• [Extracted entries]
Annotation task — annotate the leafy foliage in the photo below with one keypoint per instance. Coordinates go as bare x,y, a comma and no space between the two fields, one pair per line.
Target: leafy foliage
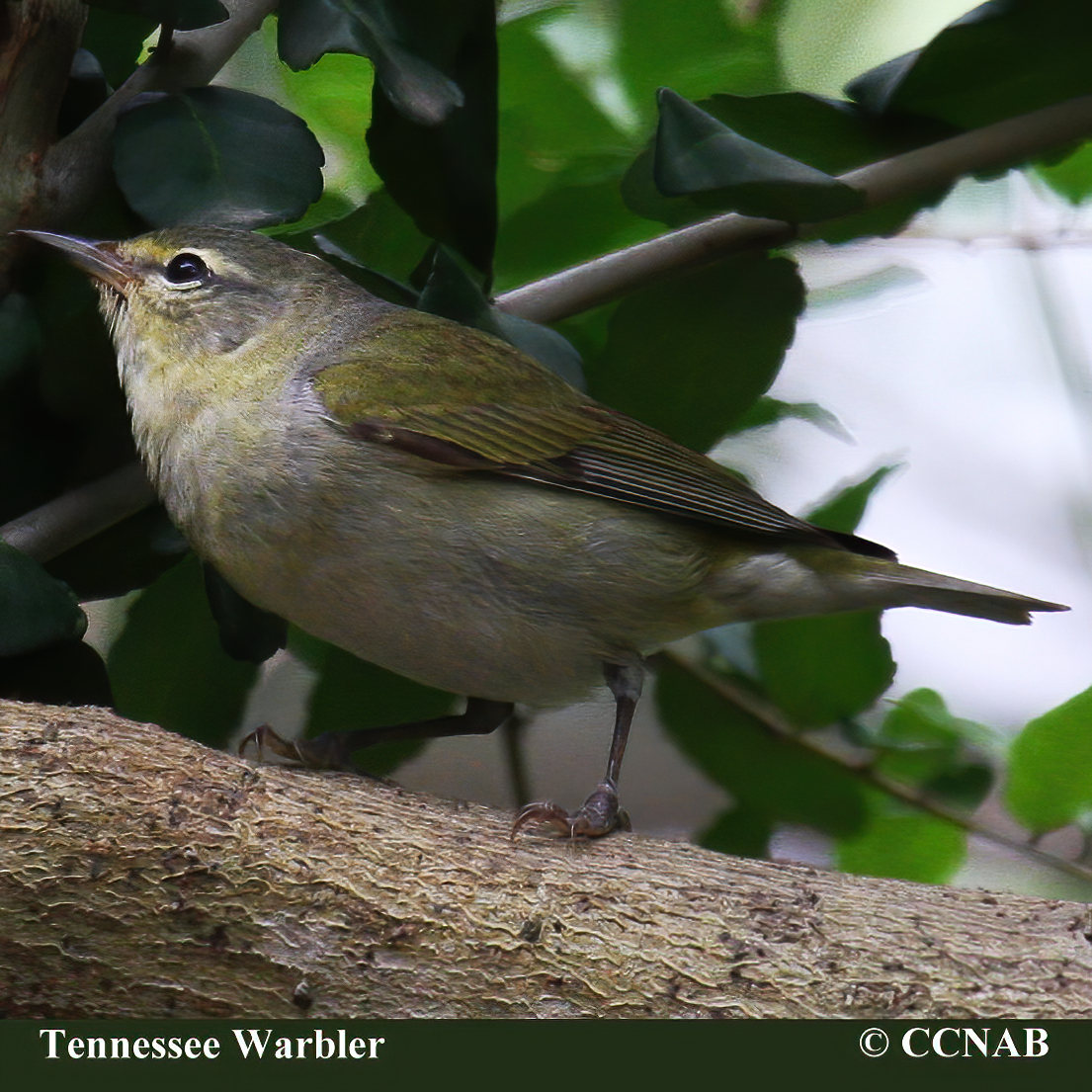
496,155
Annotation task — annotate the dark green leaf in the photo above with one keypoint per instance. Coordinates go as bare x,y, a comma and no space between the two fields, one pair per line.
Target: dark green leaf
1072,176
820,671
86,90
697,47
20,336
214,155
697,155
246,632
378,235
922,719
116,39
1004,58
768,411
567,225
37,611
845,509
768,776
444,173
740,830
1050,767
167,665
454,292
382,31
548,122
130,554
903,844
68,674
690,356
964,787
180,14
352,694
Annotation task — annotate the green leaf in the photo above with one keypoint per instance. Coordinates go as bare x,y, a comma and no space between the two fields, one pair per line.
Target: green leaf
116,40
68,674
37,611
902,844
697,47
1050,767
820,671
697,155
123,558
768,411
690,356
246,632
180,14
453,292
1004,58
214,155
382,31
352,694
845,509
1071,178
445,173
570,222
167,665
739,830
20,335
770,777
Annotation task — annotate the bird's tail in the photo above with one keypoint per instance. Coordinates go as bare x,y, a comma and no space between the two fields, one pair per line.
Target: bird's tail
935,592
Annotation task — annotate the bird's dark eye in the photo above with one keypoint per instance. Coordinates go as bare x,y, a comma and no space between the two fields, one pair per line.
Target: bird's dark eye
186,267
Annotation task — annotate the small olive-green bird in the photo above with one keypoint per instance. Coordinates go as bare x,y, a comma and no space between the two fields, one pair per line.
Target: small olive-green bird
430,499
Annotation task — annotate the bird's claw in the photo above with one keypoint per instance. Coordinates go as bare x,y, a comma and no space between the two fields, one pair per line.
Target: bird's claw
597,815
266,739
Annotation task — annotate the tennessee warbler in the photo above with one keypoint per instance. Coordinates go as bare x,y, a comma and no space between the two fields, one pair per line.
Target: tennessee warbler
430,499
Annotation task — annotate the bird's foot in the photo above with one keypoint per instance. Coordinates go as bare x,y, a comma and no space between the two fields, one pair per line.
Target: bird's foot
597,815
322,752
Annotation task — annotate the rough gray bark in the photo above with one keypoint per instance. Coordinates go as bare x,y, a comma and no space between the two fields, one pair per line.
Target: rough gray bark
144,875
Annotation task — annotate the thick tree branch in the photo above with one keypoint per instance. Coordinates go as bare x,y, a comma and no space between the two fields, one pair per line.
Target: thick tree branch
144,875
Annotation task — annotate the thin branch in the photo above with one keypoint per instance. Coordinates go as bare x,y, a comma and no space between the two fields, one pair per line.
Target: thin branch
74,517
623,272
773,720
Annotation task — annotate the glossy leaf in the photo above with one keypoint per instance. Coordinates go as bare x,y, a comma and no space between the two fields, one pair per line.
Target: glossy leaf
768,776
845,509
690,356
1050,767
1006,57
167,665
214,155
378,30
904,844
352,694
1071,177
443,169
246,632
822,669
37,611
127,555
697,155
71,673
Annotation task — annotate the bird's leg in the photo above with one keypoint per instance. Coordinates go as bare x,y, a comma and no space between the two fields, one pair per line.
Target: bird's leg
332,749
600,813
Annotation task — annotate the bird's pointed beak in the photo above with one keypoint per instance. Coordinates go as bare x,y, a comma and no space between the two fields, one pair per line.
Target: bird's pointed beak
99,259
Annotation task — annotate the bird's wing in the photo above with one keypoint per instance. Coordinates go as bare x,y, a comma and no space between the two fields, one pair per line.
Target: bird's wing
513,418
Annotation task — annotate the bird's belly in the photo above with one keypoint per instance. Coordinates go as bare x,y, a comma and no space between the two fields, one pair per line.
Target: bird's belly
499,590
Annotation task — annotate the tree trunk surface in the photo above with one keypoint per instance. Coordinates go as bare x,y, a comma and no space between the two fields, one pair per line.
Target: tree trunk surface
143,875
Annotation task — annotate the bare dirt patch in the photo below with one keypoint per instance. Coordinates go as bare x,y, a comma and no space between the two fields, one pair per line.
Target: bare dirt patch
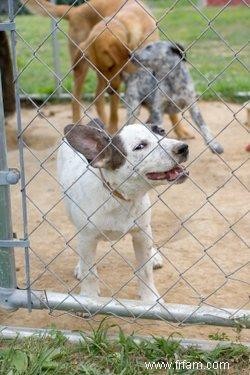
191,222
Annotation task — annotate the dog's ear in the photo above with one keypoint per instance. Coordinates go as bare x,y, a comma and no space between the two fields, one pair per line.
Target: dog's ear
94,144
179,50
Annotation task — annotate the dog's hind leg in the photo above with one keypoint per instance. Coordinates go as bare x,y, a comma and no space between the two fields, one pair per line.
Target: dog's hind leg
143,252
204,130
156,259
79,74
114,106
85,270
180,130
100,99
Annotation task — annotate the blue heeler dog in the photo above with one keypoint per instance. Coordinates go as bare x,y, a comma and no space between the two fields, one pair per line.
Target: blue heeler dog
164,85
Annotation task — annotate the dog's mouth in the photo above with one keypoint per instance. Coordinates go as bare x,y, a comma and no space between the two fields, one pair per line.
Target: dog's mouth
173,174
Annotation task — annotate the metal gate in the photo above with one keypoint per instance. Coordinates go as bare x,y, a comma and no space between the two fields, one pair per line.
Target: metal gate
23,295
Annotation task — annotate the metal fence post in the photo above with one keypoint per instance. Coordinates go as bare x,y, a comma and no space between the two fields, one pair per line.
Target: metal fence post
7,260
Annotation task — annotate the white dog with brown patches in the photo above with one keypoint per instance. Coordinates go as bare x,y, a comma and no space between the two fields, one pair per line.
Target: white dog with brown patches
106,183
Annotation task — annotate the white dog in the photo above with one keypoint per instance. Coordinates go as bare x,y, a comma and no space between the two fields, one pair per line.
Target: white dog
106,183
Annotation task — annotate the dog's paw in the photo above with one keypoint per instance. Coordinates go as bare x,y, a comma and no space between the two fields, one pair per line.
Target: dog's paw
157,260
216,147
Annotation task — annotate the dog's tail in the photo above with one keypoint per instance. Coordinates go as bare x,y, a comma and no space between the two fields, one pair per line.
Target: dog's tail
47,9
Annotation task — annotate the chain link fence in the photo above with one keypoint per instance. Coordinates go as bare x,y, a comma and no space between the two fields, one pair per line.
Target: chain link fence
199,228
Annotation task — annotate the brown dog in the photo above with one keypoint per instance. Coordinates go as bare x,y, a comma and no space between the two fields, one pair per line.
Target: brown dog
107,50
81,21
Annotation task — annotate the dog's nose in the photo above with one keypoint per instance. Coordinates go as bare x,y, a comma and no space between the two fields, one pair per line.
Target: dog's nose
181,149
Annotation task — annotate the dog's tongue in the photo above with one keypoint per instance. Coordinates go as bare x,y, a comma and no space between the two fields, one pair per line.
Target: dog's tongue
169,175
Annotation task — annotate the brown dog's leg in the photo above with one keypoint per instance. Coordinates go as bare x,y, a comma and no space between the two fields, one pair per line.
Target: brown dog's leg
79,74
180,130
100,99
114,105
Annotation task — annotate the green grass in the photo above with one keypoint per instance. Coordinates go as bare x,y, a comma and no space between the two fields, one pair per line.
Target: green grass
97,354
207,52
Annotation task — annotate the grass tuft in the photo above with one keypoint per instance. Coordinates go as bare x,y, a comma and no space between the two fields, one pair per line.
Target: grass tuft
97,354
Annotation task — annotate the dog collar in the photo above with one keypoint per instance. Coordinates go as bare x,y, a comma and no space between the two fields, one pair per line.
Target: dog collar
115,192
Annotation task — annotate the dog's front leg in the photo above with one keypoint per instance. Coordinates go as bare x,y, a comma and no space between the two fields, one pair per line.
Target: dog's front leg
132,103
205,131
142,242
85,270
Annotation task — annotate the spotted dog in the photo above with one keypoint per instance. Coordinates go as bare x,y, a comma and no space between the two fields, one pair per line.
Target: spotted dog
106,183
163,84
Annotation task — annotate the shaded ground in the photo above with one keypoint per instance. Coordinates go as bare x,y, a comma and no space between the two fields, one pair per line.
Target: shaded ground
204,258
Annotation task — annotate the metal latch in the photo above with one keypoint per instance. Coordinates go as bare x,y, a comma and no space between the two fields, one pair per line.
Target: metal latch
10,177
7,26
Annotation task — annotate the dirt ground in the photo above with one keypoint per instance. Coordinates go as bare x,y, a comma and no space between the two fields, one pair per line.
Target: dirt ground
202,227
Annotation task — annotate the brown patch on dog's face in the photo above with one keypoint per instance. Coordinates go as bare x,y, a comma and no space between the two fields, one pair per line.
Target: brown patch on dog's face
118,153
95,145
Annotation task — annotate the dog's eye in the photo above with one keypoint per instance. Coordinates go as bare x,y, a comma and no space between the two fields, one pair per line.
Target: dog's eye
140,146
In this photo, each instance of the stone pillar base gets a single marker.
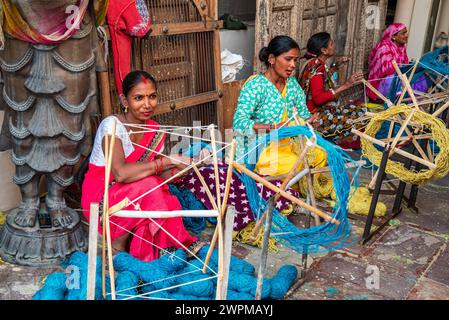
(38, 247)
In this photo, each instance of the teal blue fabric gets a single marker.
(261, 102)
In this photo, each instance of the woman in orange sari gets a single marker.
(136, 168)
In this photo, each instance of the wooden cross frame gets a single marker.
(223, 232)
(392, 145)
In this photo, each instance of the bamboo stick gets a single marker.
(398, 151)
(167, 214)
(321, 170)
(437, 113)
(406, 84)
(119, 206)
(404, 91)
(214, 156)
(92, 254)
(206, 187)
(229, 228)
(380, 95)
(284, 194)
(225, 201)
(415, 137)
(105, 209)
(106, 215)
(220, 209)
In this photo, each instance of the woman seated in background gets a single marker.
(322, 94)
(267, 100)
(392, 46)
(136, 169)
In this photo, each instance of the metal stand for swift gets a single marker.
(397, 207)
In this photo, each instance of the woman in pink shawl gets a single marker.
(392, 46)
(136, 169)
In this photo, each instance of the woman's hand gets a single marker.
(180, 162)
(314, 121)
(280, 125)
(342, 60)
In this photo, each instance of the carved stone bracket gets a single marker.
(38, 247)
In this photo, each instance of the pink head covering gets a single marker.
(383, 54)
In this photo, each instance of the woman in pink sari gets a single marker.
(136, 169)
(392, 46)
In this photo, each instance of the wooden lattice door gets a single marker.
(182, 51)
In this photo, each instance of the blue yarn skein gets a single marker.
(179, 296)
(312, 240)
(124, 282)
(54, 288)
(237, 265)
(203, 288)
(234, 295)
(282, 281)
(248, 284)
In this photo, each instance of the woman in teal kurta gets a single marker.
(268, 99)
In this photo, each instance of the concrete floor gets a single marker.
(410, 257)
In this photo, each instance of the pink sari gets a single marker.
(160, 199)
(380, 60)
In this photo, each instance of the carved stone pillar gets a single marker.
(50, 90)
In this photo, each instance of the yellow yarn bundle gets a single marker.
(2, 218)
(439, 134)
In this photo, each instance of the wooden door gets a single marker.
(182, 51)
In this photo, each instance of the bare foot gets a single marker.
(26, 218)
(60, 218)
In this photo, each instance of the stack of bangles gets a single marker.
(159, 167)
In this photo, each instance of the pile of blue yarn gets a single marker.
(326, 237)
(164, 278)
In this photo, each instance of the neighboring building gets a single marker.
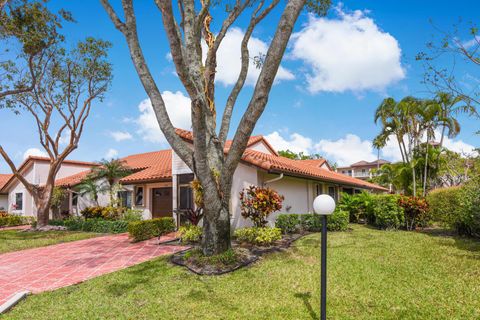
(160, 183)
(362, 169)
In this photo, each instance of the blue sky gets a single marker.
(335, 73)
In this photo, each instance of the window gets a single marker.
(125, 198)
(186, 198)
(139, 196)
(19, 201)
(74, 199)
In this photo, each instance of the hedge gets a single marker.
(147, 229)
(92, 225)
(290, 223)
(14, 220)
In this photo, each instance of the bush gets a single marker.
(288, 223)
(416, 212)
(291, 223)
(92, 225)
(445, 206)
(190, 233)
(385, 213)
(258, 203)
(10, 220)
(147, 229)
(258, 236)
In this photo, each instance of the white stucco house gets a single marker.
(160, 182)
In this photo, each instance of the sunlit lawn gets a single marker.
(14, 240)
(372, 275)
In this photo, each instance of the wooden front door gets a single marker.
(162, 202)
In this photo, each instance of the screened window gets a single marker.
(139, 196)
(19, 201)
(125, 198)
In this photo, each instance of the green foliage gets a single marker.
(385, 213)
(92, 225)
(147, 229)
(258, 203)
(291, 223)
(190, 233)
(263, 236)
(445, 205)
(416, 212)
(8, 220)
(288, 223)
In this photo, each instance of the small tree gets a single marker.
(57, 88)
(258, 203)
(111, 171)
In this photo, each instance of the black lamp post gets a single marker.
(323, 205)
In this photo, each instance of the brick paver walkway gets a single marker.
(61, 265)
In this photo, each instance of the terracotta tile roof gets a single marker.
(4, 179)
(301, 169)
(152, 165)
(72, 180)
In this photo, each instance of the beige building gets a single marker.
(160, 182)
(362, 169)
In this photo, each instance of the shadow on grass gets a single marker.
(460, 242)
(305, 297)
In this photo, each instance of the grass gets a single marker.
(372, 275)
(14, 240)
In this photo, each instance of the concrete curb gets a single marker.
(16, 298)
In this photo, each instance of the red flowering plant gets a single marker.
(258, 203)
(416, 211)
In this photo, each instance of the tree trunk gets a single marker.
(216, 227)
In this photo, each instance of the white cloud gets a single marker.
(111, 154)
(34, 152)
(178, 108)
(120, 135)
(347, 53)
(347, 150)
(296, 142)
(229, 59)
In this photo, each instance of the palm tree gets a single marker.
(111, 170)
(90, 187)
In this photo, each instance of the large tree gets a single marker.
(52, 84)
(186, 29)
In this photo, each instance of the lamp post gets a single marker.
(323, 205)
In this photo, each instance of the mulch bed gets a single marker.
(246, 255)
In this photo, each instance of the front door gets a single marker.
(162, 202)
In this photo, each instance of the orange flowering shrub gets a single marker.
(258, 203)
(416, 211)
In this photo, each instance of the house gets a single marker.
(160, 182)
(362, 169)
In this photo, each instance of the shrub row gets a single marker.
(92, 225)
(147, 229)
(14, 220)
(258, 235)
(291, 223)
(458, 208)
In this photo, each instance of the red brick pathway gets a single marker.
(61, 265)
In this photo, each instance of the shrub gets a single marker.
(147, 229)
(415, 211)
(385, 213)
(288, 223)
(11, 220)
(445, 206)
(190, 233)
(92, 225)
(258, 203)
(258, 236)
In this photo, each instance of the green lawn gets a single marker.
(372, 275)
(14, 240)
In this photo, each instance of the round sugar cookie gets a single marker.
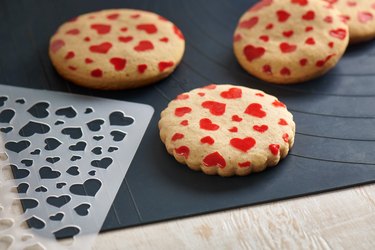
(116, 49)
(290, 41)
(360, 16)
(227, 130)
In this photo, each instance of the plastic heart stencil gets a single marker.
(66, 178)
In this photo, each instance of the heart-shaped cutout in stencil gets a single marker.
(118, 135)
(3, 99)
(48, 173)
(39, 110)
(82, 209)
(17, 146)
(19, 173)
(80, 146)
(21, 101)
(68, 112)
(6, 130)
(27, 162)
(73, 171)
(89, 188)
(118, 118)
(244, 144)
(58, 201)
(57, 217)
(103, 163)
(42, 189)
(74, 133)
(6, 115)
(52, 144)
(95, 125)
(32, 128)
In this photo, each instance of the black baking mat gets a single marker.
(335, 114)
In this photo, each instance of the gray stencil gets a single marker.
(68, 154)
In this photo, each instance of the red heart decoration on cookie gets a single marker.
(287, 48)
(207, 124)
(338, 33)
(255, 109)
(102, 48)
(215, 108)
(149, 28)
(243, 144)
(118, 63)
(144, 45)
(253, 53)
(261, 129)
(101, 28)
(232, 93)
(365, 17)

• [Task objective] Take the lines from the first line of the entries through the line with "Annotation task — annotate the bird's tail", inclusive, and give them again exactly, minus any pictures.

• [Solution for this task]
Annotation task — annotate the leafy foliage in the photo below with one keypoint per instance. Coordinates go as bare x,y, a comma and no space between the two fields, one pair per line.
Target: leafy foliage
496,155
Annotation task — annotate the dark green leaf in the photo above with one keypoint per instance. Coordinates go as bare x,y, a comma and no space between the two fields, one pair per line.
Target: dark green leaf
1072,176
820,671
86,90
697,47
20,336
214,155
697,155
246,632
378,235
922,719
116,39
1004,58
768,411
567,225
37,611
845,509
768,776
444,173
740,830
1050,767
167,665
454,292
382,31
548,122
130,554
903,844
68,674
690,356
964,787
180,14
352,694
Annotation task — annotate the green leaf in the photo above with one keypoint per instance. Coordinates go as bare x,y, a comma and no space between the two fields, one pair per line.
Target: green leaf
116,40
68,674
37,611
902,844
697,47
1050,767
820,671
697,155
123,558
768,411
690,356
246,632
180,14
453,292
1004,58
214,155
382,31
352,694
845,509
1071,178
445,173
570,222
167,665
739,830
20,335
770,777
Annotation task — annotate the bird's tail in the photo above with one keypoint per instance. Coordinates go as bare x,y, a comma and no space between the two fields, one pair per line.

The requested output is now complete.